[Dataset items]
*** Begin section ***
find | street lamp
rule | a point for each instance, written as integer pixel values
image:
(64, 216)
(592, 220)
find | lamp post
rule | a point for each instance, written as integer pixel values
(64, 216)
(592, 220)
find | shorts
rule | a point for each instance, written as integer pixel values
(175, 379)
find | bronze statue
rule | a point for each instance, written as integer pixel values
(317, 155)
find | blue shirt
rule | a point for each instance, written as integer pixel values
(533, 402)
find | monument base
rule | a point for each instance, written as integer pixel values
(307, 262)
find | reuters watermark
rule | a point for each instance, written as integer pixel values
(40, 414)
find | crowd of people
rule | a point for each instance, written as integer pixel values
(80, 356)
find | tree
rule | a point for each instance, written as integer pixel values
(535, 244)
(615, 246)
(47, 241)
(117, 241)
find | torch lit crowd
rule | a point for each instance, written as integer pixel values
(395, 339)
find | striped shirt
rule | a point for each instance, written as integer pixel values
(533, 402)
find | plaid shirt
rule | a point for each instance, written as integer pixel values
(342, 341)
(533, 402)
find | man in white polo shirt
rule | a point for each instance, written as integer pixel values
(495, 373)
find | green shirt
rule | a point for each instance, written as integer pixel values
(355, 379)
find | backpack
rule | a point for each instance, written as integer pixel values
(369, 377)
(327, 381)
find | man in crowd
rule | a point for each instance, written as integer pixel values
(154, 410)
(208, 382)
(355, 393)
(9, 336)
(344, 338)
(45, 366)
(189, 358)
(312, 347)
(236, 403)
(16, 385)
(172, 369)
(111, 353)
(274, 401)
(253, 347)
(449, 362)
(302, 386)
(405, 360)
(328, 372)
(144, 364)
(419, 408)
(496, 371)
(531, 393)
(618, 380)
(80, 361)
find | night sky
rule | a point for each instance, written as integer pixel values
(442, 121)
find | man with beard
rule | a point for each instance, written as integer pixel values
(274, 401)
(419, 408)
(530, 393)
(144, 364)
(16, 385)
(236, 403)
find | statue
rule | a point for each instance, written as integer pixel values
*** End section ***
### PROBLEM DETAILS
Would you copy each line of the data exactly as it appears above?

### WRITTEN RESPONSE
find | street lamp
rule | a point for each instance, written as integer pixel values
image:
(64, 216)
(592, 220)
find | lamp post
rule | a point for each instance, written as integer pixel values
(64, 216)
(592, 220)
find | shorts
rule | a point for each instance, written as integer pixel values
(175, 379)
find | bronze statue
rule | a point for each instance, written as integer pixel values
(317, 155)
find | blue shirt
rule | a point for each instance, written as integer pixel values
(533, 402)
find | monument base
rule | a point for each instance, written as integer pixel values
(307, 262)
find | reuters watermark
rule | a point for each instance, written as integer pixel values
(40, 414)
find | crowd of people
rule | a point for each instance, written as integer pixel values
(80, 356)
find | tree
rule | a point for each instance, written as integer pixel values
(535, 244)
(615, 246)
(47, 241)
(117, 241)
find | torch lit crowd
rule | a point for each instance, written as integer pixel values
(395, 339)
find | striped shirt
rule | a point for each instance, written as integer pixel values
(533, 402)
find | plaid shirt
rule | a point for each instance, written as integer pixel values
(342, 341)
(533, 402)
find | man in white polo shirt
rule | a point for each instance, written as integer pixel values
(495, 373)
find | green shirt
rule | a point for each instance, written as integer pixel values
(355, 379)
find | backpack
rule | a point for each instance, written as integer pixel values
(369, 377)
(327, 381)
find | man in crowd
rule | a point for each instance, written as integer pixel values
(154, 410)
(208, 382)
(355, 393)
(9, 336)
(344, 338)
(45, 366)
(189, 358)
(312, 347)
(236, 403)
(16, 385)
(172, 369)
(111, 353)
(274, 401)
(253, 347)
(449, 362)
(302, 386)
(405, 360)
(328, 372)
(144, 364)
(419, 408)
(496, 371)
(531, 393)
(618, 380)
(80, 361)
find | night sky
rule | a point for each instance, written as integer pixel values
(442, 121)
find | man with beard
rule | a point for each instance, written as integer pixel values
(274, 401)
(419, 408)
(530, 393)
(144, 364)
(16, 385)
(236, 403)
find | statue
rule | a point for each instance, written as integer pixel values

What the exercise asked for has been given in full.